Task goal: Set down the data below word for word, and leave the pictures out of your copy.

The records:
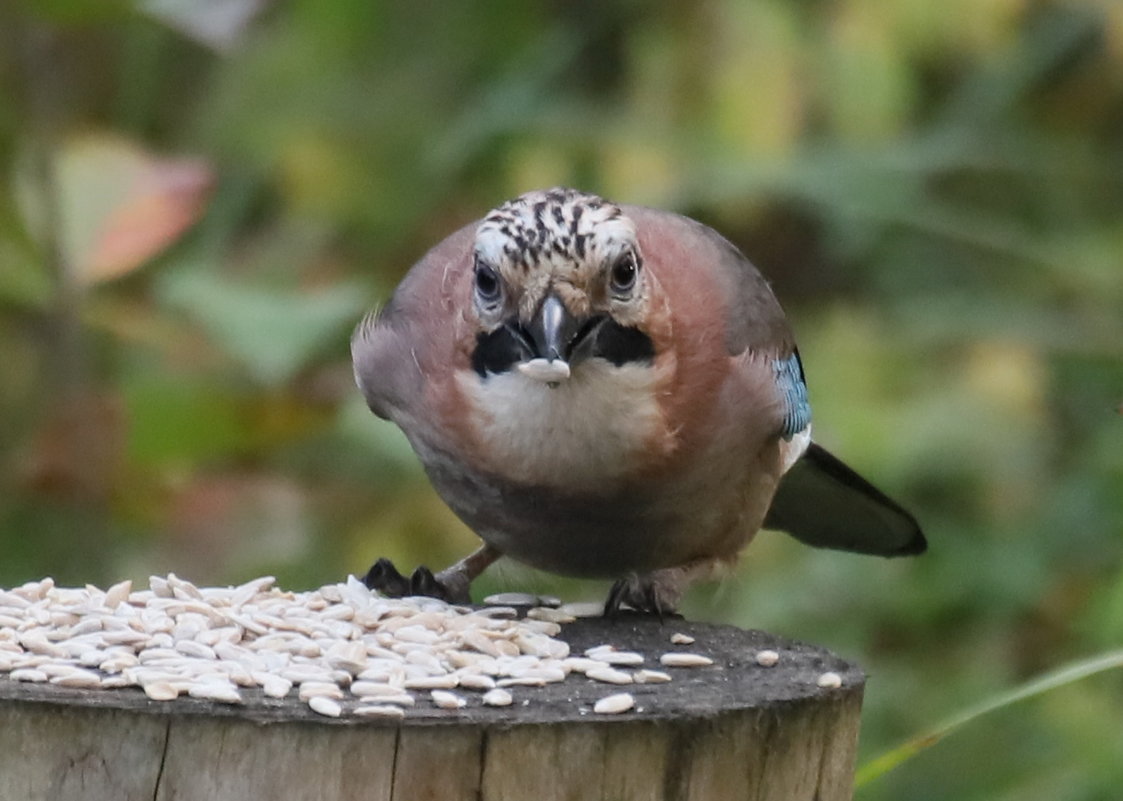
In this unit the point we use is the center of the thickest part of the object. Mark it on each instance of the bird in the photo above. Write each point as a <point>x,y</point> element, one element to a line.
<point>604,390</point>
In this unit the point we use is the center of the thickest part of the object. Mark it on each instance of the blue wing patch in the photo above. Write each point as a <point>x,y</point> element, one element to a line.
<point>793,389</point>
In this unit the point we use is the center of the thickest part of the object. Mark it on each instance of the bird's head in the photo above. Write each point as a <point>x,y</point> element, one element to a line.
<point>558,278</point>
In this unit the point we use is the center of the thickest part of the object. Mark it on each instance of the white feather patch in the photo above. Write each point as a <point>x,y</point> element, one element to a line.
<point>578,434</point>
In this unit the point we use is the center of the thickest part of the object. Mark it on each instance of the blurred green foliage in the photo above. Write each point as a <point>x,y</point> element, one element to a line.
<point>199,200</point>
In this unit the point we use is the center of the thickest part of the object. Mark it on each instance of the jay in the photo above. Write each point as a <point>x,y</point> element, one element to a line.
<point>606,390</point>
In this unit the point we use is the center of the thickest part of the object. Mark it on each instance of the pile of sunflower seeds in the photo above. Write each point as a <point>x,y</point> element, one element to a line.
<point>341,648</point>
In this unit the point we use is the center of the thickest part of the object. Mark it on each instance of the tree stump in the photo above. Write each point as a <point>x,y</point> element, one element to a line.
<point>731,730</point>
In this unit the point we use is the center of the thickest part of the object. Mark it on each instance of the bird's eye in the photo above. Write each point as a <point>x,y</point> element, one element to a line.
<point>623,274</point>
<point>487,285</point>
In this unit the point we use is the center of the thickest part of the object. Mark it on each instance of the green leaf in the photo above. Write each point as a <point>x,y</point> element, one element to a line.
<point>272,333</point>
<point>1061,676</point>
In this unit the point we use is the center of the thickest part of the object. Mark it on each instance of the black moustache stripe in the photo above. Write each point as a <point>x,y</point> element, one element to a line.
<point>501,349</point>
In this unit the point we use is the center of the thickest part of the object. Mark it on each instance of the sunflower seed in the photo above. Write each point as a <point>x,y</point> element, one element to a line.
<point>447,700</point>
<point>767,658</point>
<point>614,704</point>
<point>830,681</point>
<point>325,706</point>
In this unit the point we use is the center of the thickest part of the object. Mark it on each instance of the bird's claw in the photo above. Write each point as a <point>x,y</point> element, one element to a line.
<point>384,578</point>
<point>638,594</point>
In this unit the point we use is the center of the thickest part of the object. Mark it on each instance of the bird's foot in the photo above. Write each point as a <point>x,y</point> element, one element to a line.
<point>450,584</point>
<point>646,594</point>
<point>657,592</point>
<point>384,578</point>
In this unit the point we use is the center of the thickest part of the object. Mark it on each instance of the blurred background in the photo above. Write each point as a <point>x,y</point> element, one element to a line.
<point>200,198</point>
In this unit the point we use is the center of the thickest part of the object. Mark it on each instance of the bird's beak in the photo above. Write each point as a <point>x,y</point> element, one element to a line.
<point>553,333</point>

Complete output:
In this unit the point we use is the center of the thickest part of the object. Mark it on each instance of the bird in the photo above. Write each point as a <point>x,y</point> element, one element to a line.
<point>604,390</point>
In this unit the point we use is the center of the thickest part of the object. Mark it on each instance of the blue wing patch in the photo above. Write each point as a <point>x,y</point> element, one element to a line.
<point>793,389</point>
In this unit the point we use is the center of the thickest part of the object. Mark it on each instance of the bird's head in the photo above. Write each point as a <point>x,y</point> element, one element to a line.
<point>558,278</point>
In this unit the point we use is the center of the thickest part of the object. Mark it on each instance of the white feather patch in the photo above. Write each point as a <point>x,y</point> element, one element to a line.
<point>578,434</point>
In this unit the point we use is the center of the thickest part of the object. Mark it on each instance of the blurred green foliage in the photo above. Write each point as a <point>x,y</point> element, one element to a line.
<point>199,200</point>
In this unit the point we use is the center of the thickest part of the object. Mark it on each instance of the jay in the photo above. Write each point as a <point>x,y</point> element, one element to a line.
<point>606,390</point>
In this unit the point we use is the center of the thickest part of the object. Mark it on each instance of the pile of sunflower seeds in the photo above. Write each point as a <point>x,y</point> element, one element to a line.
<point>341,648</point>
In this unit the point we use is the center of the thickest part of the object. Mark it on each instance of the tree stump in the photo above. Write each point as a <point>x,y</point> element, one element to a line.
<point>731,730</point>
In this unit the point we use is the center of the thickest part of the object. Mark it on each instance of the bird's eye in the photo above. Write each point as a <point>x,y</point> element, one element to a line.
<point>623,274</point>
<point>487,285</point>
In this unit the point we use is the center of the thickest part of the object. Mark it on each instance of the green leaf in the photo above. Write each point as a <point>x,y</point> element, one element to a line.
<point>272,333</point>
<point>1061,676</point>
In this unit the point we use is the center of the thickest part of the object. Mark it on each instance of the black moustache stripe in the photo above. Write each point as a <point>x,y</point> element, one element to a line.
<point>501,349</point>
In this unit the point we use is the center of the thickest part of the object. Mark it on each instance of the sunflower seed in the photo above. Write each point as a <point>x,y</point> element, one element to a line.
<point>447,700</point>
<point>767,658</point>
<point>614,704</point>
<point>830,681</point>
<point>325,706</point>
In this unit the point we use is the center of the thickest part of the object. Mark it on each instance of the bird's claw in the photo above. Write each point as a <point>x,y</point> element, one element to a line.
<point>384,578</point>
<point>638,594</point>
In this unit the point we use is the center of the thickest part of the object. Mark it on each instance of the bird's foot in the photo above. Write each point as a <point>x,y</point> element, one element to a line.
<point>450,584</point>
<point>646,594</point>
<point>657,592</point>
<point>384,578</point>
In this unit the point we use is the center of the thickest part of the object. Mark it on each instance of the blurred background in the photo above. Write each point as a <point>x,y</point> element, one element to a line.
<point>200,198</point>
In this unit the point we use is the center of the thickest part of the object. Mark it on each instance of the bird's beak in the photo above. Write each point as a <point>x,y</point> element, one element to a line.
<point>553,333</point>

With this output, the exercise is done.